Records supplied ::
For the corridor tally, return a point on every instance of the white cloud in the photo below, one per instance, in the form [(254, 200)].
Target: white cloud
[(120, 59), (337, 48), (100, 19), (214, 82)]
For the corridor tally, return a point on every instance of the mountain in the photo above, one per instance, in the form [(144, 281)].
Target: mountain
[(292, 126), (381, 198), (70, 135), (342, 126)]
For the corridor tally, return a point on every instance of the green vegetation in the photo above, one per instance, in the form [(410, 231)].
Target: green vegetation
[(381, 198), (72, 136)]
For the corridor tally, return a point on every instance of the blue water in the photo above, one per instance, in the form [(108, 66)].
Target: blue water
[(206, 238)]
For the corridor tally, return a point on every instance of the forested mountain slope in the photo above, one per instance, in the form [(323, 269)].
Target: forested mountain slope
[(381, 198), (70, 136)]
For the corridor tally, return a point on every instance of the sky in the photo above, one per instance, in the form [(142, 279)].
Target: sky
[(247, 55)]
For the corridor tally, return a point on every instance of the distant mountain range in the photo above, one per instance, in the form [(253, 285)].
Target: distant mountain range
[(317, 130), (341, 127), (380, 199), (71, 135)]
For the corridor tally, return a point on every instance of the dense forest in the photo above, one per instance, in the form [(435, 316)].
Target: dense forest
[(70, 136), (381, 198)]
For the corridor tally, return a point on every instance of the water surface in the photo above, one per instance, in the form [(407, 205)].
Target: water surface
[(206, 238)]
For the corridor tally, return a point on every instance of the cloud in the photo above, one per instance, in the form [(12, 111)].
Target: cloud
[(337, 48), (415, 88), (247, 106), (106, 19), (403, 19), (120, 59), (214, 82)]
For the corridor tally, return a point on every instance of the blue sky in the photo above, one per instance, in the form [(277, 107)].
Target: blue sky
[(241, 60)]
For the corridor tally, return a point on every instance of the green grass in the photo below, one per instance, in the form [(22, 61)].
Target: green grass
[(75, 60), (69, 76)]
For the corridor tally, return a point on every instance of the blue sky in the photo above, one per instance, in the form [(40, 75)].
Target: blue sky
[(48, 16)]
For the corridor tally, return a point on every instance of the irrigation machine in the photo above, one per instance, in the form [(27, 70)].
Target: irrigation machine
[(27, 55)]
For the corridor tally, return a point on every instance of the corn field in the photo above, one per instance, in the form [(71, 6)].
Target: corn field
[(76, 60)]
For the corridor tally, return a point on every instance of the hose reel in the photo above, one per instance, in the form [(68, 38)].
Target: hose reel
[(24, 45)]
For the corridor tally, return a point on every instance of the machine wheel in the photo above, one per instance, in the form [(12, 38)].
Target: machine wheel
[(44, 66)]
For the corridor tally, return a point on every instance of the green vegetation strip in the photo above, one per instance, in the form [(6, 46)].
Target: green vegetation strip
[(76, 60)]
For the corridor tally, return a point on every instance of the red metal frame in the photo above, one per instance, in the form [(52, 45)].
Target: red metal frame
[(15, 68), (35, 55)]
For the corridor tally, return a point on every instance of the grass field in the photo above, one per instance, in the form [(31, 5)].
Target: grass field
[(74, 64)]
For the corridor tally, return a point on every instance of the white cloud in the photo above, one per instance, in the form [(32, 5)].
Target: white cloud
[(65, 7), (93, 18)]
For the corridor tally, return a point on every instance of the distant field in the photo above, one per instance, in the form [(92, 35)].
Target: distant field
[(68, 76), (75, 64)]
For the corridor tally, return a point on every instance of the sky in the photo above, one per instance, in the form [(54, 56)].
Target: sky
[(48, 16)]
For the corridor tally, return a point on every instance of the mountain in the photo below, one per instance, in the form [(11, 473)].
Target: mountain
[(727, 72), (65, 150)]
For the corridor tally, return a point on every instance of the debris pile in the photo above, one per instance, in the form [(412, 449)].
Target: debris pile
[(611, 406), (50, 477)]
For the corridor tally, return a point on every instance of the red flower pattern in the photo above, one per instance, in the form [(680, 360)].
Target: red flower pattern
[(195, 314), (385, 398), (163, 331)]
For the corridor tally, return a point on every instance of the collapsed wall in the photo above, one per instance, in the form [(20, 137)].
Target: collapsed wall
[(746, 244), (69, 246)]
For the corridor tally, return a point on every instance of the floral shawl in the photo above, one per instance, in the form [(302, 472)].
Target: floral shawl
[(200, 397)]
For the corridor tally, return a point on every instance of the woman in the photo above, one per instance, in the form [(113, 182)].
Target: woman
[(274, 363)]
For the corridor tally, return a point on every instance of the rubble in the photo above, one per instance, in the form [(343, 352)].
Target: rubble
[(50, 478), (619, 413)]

Assigned task :: Could you write out every entry above exactly as it appears?

Answer below ::
For the corridor tally, return a point on every instance of the white cloud in the photo below, one per instance, in the form [(254, 200)].
Target: white cloud
[(120, 59), (337, 48), (100, 19), (214, 82)]
For the corridor tally, return a point on every instance of the mountain in the photo above, one per instance, in the form [(144, 281)].
Target: mountain
[(292, 126), (381, 198), (70, 135), (342, 126)]
For the corridor tally, return a point on every instance of the green vegetation in the photo above, one per instance, in the form [(410, 231)].
Target: green vegetation
[(381, 198), (72, 136)]
For the corridor tally, return a point on every instance of the blue water in the photo above, one per instance, in the form [(108, 66)].
Target: blue water
[(206, 238)]
For the corridor tally, return a point on every instance of the forested mountain slope in the photo above, one per instance, in the form [(323, 269)].
Target: forested mountain slope
[(381, 198), (70, 136)]
For the corridor tally, return a point on every instance of the sky in the photo above, one per instance, in the form [(142, 279)].
Target: sky
[(247, 55)]
For the corridor tally, return a point on every instance of the distant mountain range in the photo above, one per instance, in the form [(253, 285)].
Target: distant mountain range
[(317, 130), (341, 127), (380, 199), (71, 135)]
For the corridor tally, return a point on every instance of the dense forest in the photo above, one per instance, in the form [(435, 316)].
Target: dense forest
[(70, 136), (381, 198)]
For the corridor tally, return a point on every instance of the water surface in the photo above, one per instance, in the form [(407, 205)].
Target: water surface
[(206, 238)]
For the corridor tally, return a point on every instance of the cloud in the photo above, one per instance, in the form [(12, 111)].
Target: cloud
[(337, 48), (415, 88), (247, 106), (106, 19), (403, 19), (120, 59), (214, 82)]
For the corridor tally, return a point on every instance of the blue sky in the photo above, one per instance, in the form [(277, 107)].
Target: blue sky
[(241, 60)]
For the corridor tally, return a point on every instance of the green grass in the photo below, one per instance, in the form [(22, 61)].
Target: green grass
[(75, 60), (69, 76)]
For the corridor tally, return a point on every instance of the blue sky in the photo above, one per instance, in the form [(40, 75)].
Target: blue sky
[(48, 16)]
For the corridor tally, return a point on every instance of the irrigation machine in the photo above, one per instance, in the form [(27, 70)].
Target: irrigation machine
[(27, 55)]
For the corridor tally, return a point on every instance of the corn field in the photo above, one per instance, in the form [(71, 6)].
Target: corn field
[(76, 60)]
For the corridor tally, return a point on every instance of the hose reel in the photo above, one per instance, in the form [(68, 38)].
Target: hose reel
[(24, 45)]
For the corridor tally, return a point on every instance of the machine wheel in the photo above, one per instance, in the form [(12, 38)].
Target: machine wheel
[(44, 66)]
For the corridor tally, return a point on every instance of the green vegetation strip in the photo above, one per instance, in the form [(6, 46)].
Target: green vegetation strip
[(76, 60)]
For the corridor tally, return a point on every instance of the red metal frame in the photo above, one per instance, in the form [(52, 45)].
Target: red metal frame
[(15, 68), (35, 55)]
For the corridor tally, return a point on every instance of the grass field in the photo above, one per instance, in the form [(31, 5)].
Target: grass field
[(74, 64)]
For the corridor tally, return a point on every instance of the white cloud in the photo above, one per instance, in the form [(32, 5)].
Target: white cloud
[(65, 7), (93, 18)]
For the corridor tally, return a point on every instance of the distant field in the photo above, one per instance, in the form [(92, 35)].
Target: distant field
[(68, 76), (75, 64)]
For the corridor tally, return a point on every instance of the sky in the photo above, one per instance, in the form [(54, 56)].
Target: sky
[(48, 16)]
For the corridor tally, return a point on every instance of the mountain in the photo below, one per instance, in the form [(11, 473)].
Target: mountain
[(727, 72), (65, 150)]
For the corridor tally, return a point on every instance of the debris pile in the photo above, one per instance, in the form [(412, 449)].
Target: debris pile
[(611, 406), (50, 477)]
For the corridor tally, return a point on every instance of the red flower pattern in the photo above, one per instance, in the form [(680, 360)].
Target: red flower pattern
[(195, 314), (385, 398), (163, 331)]
For the corridor tally, return a point on every instance of the collapsed wall in the photo above, one per instance, in the form [(20, 137)].
Target: collapsed wall
[(746, 244), (69, 246)]
For the corridor tally, return a point on every instance of the floral shawl in the photo above, one per instance, in the form [(302, 472)].
Target: floral shawl
[(200, 397)]
For the corridor tally, return a point on every instance of the woman in the photo above, one per instance, in the form [(113, 182)].
Target: woman
[(274, 363)]
For the corridor tally, return a point on every instance of the rubble in the photo above, one per instance, in the form [(343, 352)].
Target: rubble
[(50, 478), (619, 413)]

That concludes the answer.